▶ _Directions for this task_: Write out the passage of the osteoarthritis drug article below from "U.S. regulators in" to "to adverse effects.", word for word.

(Reuters)—An experimental osteoarthritis drug developed by Pfizer Inc and Eli Lilly and Co achieved its main goal of lowering pain in a late stage trial, the companies said on Wednesday, potentially offering a safer alternative to opioids.
Opioid abuse has reached epidemic proportions in the United States and drugmakers have been looking for less addictive and safer options for people wanting to reduce pain.
The treatment, tanezumab, belongs to an investigational category of pain medications that target nerve growth factor, a protein involved in the growth of nerve cells, and is also being evaluated to treat chronic lower back and cancer pain.
U.S. regulators in 2015 lifted a hold on trials of medicines targeting the protein due to concerns they could worsen osteoarthritis in a small percentage of patients.
Pfizer’s shares were marginally up at $37.79 in premarket trade. Eli Lilly shares rose 1 percent to $90.50.
The study showed that patients who received two doses of the drug, tanezumab, showed a statistically significant improvement in physical function and an assessment of osteoarthritis by the patients, when compared to placebo, meeting all three goals of the study.
Preliminary safety data showed that the drug was generally well-tolerated in these patients, with only about 1 percent of patients discontinuing treatment due to adverse effects.

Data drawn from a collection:
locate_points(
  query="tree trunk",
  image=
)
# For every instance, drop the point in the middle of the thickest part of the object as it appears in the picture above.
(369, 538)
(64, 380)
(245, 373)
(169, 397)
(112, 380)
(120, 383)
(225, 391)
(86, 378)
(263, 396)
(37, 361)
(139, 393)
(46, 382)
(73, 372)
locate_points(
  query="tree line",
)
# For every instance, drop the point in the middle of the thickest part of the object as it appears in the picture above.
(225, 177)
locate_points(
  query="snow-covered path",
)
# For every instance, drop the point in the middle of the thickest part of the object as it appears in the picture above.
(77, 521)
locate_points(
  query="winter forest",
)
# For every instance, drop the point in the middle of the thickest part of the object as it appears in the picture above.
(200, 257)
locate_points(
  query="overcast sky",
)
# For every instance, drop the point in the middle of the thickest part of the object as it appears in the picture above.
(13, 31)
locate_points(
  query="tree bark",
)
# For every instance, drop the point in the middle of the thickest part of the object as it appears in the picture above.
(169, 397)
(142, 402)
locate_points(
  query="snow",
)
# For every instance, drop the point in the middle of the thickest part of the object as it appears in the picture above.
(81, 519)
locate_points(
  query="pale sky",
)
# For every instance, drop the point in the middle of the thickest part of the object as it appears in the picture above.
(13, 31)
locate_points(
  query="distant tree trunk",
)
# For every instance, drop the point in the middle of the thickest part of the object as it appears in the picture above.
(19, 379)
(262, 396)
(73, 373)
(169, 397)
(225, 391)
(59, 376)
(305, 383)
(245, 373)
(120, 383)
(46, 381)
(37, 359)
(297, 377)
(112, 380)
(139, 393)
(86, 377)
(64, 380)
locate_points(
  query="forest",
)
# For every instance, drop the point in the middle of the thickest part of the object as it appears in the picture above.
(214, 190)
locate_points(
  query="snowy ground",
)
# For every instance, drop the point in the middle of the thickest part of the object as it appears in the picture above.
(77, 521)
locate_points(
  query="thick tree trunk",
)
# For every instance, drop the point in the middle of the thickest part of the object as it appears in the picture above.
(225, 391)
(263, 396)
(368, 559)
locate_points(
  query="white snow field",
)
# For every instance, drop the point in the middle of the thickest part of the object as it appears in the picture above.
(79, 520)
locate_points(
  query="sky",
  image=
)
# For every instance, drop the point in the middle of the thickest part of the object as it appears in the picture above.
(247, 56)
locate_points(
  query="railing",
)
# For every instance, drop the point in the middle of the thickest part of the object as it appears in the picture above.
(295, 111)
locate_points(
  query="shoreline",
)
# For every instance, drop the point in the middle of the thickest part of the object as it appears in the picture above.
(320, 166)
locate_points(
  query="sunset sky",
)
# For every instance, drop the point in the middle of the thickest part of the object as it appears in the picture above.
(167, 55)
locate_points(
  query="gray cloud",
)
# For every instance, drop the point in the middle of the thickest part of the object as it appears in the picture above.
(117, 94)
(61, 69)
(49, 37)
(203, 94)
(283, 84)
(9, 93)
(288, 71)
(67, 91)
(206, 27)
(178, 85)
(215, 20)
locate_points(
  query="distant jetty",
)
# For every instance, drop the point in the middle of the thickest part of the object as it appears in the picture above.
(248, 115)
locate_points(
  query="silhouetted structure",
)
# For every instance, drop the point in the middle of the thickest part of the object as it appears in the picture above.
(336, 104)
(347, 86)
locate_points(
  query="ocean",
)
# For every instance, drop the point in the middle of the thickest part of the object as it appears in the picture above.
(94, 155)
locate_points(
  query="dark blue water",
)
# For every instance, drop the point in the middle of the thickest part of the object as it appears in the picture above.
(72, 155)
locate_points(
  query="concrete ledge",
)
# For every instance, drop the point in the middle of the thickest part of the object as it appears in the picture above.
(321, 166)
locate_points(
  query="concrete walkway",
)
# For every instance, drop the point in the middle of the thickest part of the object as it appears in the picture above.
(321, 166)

▶ _Solution to the exercise_:
U.S. regulators in 2015 lifted a hold on trials of medicines targeting the protein due to concerns they could worsen osteoarthritis in a small percentage of patients.
Pfizer’s shares were marginally up at $37.79 in premarket trade. Eli Lilly shares rose 1 percent to $90.50.
The study showed that patients who received two doses of the drug, tanezumab, showed a statistically significant improvement in physical function and an assessment of osteoarthritis by the patients, when compared to placebo, meeting all three goals of the study.
Preliminary safety data showed that the drug was generally well-tolerated in these patients, with only about 1 percent of patients discontinuing treatment due to adverse effects.